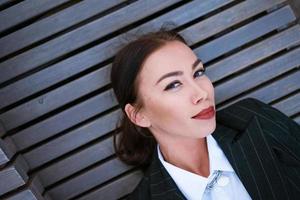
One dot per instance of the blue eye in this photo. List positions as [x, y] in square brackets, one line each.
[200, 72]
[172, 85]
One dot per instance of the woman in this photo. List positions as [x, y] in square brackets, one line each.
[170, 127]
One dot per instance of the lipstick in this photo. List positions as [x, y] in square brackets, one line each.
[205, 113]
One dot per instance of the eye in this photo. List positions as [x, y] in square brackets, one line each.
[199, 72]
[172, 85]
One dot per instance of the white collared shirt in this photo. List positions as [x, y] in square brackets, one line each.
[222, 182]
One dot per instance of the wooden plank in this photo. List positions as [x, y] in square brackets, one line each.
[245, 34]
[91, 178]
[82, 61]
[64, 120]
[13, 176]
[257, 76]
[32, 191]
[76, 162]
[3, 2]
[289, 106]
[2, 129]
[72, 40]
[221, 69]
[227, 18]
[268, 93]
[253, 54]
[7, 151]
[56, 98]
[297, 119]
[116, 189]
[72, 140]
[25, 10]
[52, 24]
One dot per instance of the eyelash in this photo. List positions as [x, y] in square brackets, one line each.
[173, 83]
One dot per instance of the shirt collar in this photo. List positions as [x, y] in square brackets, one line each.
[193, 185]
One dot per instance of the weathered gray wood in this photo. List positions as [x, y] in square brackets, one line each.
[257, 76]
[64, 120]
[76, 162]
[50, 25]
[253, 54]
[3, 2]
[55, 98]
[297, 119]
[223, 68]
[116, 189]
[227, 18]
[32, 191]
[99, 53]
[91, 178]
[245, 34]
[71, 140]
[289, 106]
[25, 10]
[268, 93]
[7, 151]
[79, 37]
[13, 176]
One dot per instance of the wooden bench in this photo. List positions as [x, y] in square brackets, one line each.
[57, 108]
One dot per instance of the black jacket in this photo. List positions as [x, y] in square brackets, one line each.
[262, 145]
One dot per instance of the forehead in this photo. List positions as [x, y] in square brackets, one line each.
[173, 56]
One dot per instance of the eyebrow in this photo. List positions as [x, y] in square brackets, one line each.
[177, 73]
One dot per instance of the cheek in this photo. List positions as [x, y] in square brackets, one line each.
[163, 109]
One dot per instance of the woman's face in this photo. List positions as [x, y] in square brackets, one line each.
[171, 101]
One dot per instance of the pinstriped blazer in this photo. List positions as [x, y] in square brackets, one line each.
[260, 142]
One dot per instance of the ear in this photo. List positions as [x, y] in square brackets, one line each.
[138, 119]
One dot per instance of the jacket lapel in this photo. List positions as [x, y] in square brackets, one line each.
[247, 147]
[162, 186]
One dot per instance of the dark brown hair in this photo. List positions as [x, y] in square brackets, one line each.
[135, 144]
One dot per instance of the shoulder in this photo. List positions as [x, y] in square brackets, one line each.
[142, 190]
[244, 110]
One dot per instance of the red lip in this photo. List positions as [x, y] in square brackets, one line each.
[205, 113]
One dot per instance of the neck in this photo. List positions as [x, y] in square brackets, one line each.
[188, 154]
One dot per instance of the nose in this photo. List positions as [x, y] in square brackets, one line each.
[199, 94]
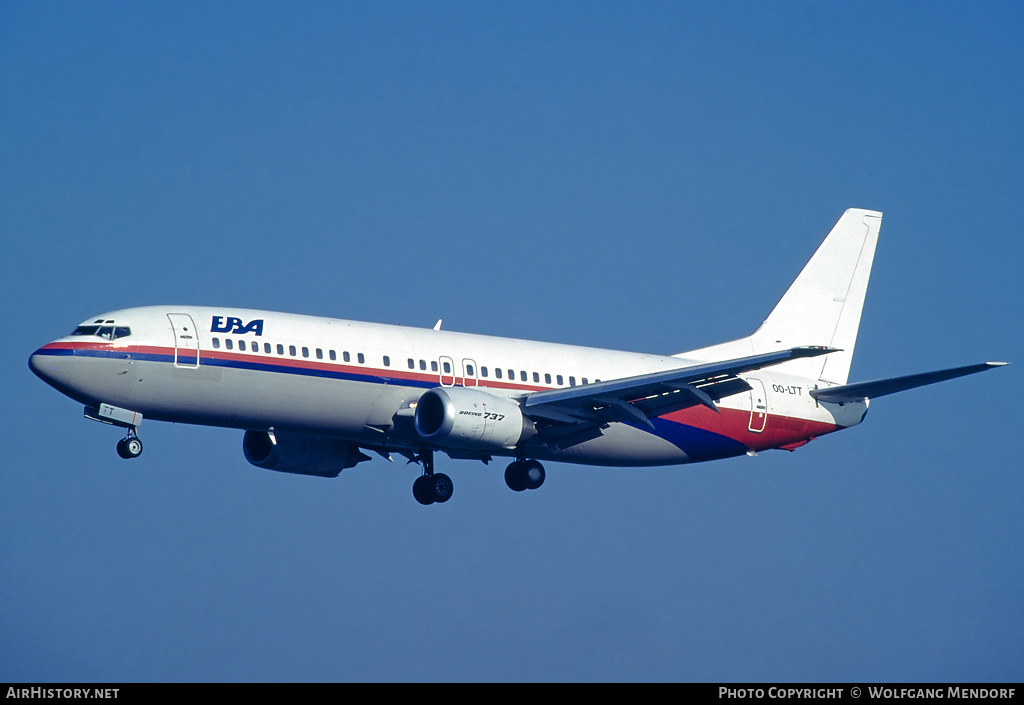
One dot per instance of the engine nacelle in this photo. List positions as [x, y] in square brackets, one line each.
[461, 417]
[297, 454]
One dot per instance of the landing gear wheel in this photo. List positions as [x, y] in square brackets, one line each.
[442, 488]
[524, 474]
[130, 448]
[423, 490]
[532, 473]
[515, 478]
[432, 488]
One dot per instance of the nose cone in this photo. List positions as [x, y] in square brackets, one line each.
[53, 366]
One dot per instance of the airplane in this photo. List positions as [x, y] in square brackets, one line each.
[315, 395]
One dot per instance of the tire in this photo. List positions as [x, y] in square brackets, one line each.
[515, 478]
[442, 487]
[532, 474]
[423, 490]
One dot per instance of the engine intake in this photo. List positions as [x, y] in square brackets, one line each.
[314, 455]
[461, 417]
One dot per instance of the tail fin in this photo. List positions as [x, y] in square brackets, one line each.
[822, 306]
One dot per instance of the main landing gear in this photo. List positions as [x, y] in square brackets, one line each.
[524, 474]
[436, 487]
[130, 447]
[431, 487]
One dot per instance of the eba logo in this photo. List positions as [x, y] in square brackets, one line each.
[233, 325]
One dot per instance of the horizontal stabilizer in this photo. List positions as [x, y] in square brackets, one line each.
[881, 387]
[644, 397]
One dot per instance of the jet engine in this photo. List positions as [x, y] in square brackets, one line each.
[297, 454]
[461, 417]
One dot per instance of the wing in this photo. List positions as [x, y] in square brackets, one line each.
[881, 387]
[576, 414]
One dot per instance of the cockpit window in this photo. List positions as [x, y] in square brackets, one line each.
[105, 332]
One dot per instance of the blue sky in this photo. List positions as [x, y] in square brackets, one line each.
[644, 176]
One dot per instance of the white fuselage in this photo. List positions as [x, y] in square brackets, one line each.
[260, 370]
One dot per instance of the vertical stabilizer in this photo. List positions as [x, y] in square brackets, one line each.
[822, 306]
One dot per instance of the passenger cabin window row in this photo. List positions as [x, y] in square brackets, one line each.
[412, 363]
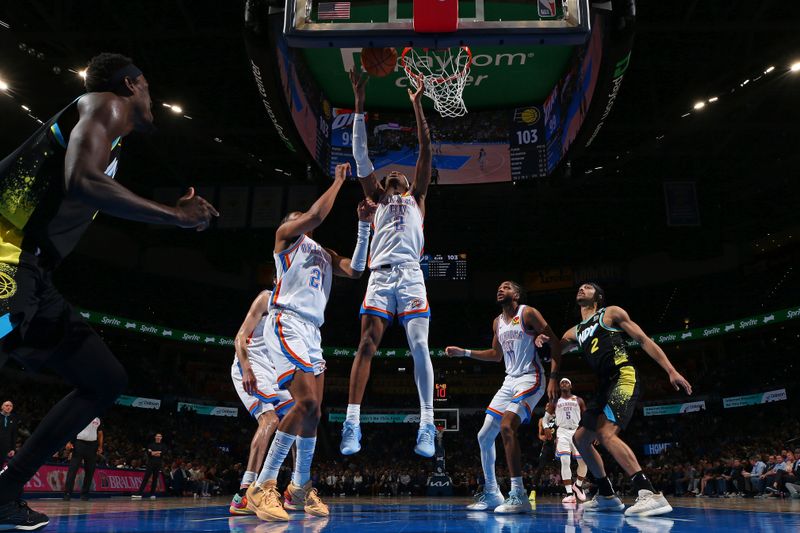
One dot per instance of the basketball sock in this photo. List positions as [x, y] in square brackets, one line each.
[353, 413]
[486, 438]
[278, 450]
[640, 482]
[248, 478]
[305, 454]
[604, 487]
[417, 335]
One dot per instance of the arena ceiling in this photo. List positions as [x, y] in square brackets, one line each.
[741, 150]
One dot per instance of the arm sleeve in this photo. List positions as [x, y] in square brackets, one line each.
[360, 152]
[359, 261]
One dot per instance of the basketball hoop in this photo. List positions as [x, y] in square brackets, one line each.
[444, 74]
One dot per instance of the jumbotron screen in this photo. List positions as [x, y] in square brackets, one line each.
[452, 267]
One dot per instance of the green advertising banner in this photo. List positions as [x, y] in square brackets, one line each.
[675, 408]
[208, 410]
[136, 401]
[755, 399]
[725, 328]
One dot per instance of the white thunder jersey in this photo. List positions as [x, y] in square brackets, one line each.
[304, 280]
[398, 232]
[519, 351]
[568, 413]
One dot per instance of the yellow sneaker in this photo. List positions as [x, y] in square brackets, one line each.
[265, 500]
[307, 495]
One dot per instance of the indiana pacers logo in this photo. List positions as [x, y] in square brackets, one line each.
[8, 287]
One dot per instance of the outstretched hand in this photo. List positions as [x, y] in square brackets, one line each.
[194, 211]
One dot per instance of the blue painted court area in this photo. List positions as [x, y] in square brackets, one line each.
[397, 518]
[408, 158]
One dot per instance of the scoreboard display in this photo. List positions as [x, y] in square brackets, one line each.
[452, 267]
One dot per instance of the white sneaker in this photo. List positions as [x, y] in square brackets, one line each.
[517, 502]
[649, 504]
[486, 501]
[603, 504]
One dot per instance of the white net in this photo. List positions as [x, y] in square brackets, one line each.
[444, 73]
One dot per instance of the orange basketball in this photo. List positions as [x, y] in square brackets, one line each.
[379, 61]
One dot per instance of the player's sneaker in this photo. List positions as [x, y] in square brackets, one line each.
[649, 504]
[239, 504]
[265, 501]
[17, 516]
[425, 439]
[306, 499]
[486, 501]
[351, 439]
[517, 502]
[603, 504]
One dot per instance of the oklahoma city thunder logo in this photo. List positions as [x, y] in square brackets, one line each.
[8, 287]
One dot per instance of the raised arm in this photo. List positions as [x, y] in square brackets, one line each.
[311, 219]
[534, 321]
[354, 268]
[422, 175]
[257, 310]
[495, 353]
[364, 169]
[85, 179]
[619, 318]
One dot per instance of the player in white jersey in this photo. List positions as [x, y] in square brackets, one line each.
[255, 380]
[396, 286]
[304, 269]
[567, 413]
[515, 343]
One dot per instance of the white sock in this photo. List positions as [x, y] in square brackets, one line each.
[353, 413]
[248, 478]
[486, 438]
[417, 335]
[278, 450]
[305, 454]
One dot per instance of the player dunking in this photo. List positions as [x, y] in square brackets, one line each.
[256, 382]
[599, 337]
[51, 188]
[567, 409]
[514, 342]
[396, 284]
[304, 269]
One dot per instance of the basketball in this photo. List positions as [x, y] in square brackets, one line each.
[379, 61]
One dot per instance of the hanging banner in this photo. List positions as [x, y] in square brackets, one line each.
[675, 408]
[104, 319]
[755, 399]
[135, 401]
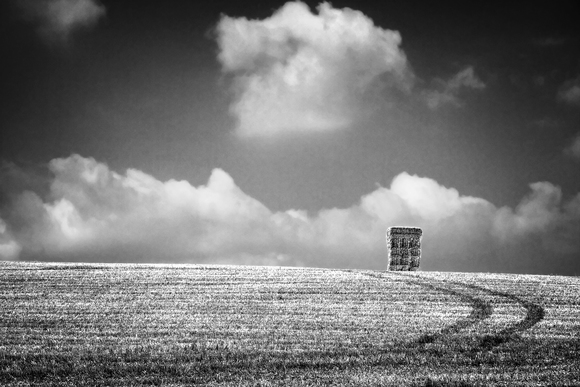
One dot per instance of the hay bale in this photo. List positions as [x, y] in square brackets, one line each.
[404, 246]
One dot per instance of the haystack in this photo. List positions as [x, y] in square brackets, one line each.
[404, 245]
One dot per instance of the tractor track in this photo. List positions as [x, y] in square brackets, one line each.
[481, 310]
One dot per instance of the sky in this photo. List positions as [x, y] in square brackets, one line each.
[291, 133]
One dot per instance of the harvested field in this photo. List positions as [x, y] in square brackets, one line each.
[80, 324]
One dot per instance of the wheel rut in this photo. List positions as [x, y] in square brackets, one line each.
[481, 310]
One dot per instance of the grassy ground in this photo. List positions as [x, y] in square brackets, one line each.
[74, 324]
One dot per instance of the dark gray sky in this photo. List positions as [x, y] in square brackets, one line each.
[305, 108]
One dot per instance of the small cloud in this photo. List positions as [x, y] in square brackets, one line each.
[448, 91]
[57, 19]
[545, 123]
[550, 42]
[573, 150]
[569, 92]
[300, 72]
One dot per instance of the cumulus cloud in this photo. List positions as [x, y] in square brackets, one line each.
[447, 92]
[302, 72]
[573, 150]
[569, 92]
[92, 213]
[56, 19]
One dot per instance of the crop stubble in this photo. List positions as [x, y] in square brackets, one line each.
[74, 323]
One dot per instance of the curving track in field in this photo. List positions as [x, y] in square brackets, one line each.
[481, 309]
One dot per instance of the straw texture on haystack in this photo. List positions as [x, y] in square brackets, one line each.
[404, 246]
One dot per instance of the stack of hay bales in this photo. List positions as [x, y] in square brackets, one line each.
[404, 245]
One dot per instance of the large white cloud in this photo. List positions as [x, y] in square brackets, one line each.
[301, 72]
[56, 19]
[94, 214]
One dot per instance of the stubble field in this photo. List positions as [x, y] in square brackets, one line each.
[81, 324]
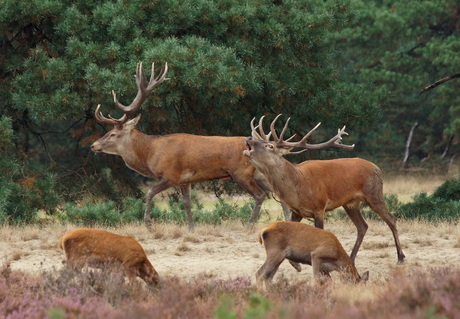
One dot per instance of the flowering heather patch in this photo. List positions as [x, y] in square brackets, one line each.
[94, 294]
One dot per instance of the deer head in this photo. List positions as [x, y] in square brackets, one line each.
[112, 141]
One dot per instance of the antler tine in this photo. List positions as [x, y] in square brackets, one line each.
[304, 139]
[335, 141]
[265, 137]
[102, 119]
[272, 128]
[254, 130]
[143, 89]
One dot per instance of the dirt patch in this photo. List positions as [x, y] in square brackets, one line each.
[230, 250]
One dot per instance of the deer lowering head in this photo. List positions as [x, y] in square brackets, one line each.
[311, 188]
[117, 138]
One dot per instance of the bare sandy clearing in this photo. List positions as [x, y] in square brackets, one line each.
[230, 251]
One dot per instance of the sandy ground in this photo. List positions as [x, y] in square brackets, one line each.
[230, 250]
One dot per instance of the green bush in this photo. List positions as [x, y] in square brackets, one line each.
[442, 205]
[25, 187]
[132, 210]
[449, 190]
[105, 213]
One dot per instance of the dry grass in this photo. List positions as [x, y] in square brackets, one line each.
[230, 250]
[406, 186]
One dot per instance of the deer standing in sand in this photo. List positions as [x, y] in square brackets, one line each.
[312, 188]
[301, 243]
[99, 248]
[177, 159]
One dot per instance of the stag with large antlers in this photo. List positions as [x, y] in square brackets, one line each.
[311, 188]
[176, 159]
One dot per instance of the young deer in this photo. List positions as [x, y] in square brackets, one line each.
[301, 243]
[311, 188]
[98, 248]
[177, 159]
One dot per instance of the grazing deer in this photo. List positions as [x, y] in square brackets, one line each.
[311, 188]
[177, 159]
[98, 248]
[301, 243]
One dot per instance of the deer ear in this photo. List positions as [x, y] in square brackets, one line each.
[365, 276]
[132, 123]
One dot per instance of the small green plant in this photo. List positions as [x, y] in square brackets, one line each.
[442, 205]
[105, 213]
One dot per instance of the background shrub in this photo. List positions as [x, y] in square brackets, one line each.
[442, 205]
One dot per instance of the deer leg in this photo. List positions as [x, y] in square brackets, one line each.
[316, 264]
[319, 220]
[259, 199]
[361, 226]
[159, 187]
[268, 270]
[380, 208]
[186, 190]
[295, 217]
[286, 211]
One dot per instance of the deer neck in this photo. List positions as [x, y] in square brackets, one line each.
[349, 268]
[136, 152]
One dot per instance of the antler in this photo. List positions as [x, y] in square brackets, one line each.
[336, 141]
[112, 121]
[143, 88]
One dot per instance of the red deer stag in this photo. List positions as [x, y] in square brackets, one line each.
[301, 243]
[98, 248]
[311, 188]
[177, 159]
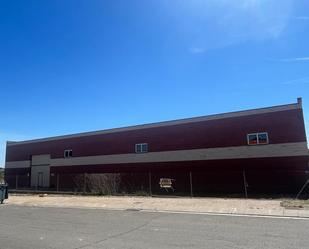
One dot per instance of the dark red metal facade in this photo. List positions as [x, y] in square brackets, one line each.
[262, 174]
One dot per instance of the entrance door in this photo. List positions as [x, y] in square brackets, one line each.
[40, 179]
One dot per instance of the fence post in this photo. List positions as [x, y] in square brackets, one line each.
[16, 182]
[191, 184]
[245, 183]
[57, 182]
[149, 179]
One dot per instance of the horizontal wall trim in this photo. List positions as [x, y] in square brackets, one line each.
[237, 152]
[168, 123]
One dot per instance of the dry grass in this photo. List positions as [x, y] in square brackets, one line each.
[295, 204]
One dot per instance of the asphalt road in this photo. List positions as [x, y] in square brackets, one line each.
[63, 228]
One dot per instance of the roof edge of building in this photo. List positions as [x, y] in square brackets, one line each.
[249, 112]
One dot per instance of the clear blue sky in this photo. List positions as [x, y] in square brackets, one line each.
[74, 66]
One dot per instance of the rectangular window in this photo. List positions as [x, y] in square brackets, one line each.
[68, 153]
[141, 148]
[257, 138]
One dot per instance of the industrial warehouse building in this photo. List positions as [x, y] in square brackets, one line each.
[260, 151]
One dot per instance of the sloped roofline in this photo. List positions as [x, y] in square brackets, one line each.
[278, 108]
□ □ □ □
Quote exactly and only the lines from the one holding "One dot per instance of the fence" through the end of the data.

One dot per instance of the fence post in this photo. List positions as [x, y] in square brackets, one line each.
[16, 182]
[191, 184]
[245, 183]
[57, 182]
[149, 179]
One dot per instance of the horizontal wall trim in this photo. List positions as [x, y] in square brackets, one line each.
[237, 152]
[168, 123]
One dot per instance of the dry grass in this photo. List positions as [x, y] in square brackets, one line each.
[295, 204]
One dot per instance of the asphalt road in this photo. List positions as [x, y] in square brackets, one line each.
[63, 228]
One dot per instance of the roof edge of building in this photo. List positions as [x, y] in square brackets, one line each.
[249, 112]
One dot per instance of the clear blue sky in this photo. List positions as [x, y] in square brackets, one line each.
[74, 66]
One dot per instance of the rectangular window in this photo. List positions as [x, y] in square brackets, one line each.
[68, 153]
[141, 148]
[257, 138]
One dot per instance of the industrial warehouse building in this photo. List positions as [x, y] in square brackets, one line each.
[260, 151]
One dot per instance of the sloped roofline in this photo. List positions as [x, y] in square brackets, one line each.
[278, 108]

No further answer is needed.